Records to process
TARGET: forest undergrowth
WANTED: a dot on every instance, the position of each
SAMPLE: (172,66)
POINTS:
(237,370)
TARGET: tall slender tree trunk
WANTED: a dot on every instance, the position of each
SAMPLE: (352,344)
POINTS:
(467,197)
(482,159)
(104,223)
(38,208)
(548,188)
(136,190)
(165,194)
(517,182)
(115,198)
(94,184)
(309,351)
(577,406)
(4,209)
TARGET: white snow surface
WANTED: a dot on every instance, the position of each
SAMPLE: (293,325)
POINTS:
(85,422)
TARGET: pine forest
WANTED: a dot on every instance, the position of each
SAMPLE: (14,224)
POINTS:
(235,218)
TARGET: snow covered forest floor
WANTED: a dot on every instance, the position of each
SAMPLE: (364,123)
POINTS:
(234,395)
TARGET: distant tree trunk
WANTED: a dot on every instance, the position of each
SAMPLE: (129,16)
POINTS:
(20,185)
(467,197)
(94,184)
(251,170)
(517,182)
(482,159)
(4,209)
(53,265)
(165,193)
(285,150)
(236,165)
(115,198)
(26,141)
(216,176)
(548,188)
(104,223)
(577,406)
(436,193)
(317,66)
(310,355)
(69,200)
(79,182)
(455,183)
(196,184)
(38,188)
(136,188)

Exercise brief
A single number is required: the count of lines in the listing that contain the string "forest".

Result
3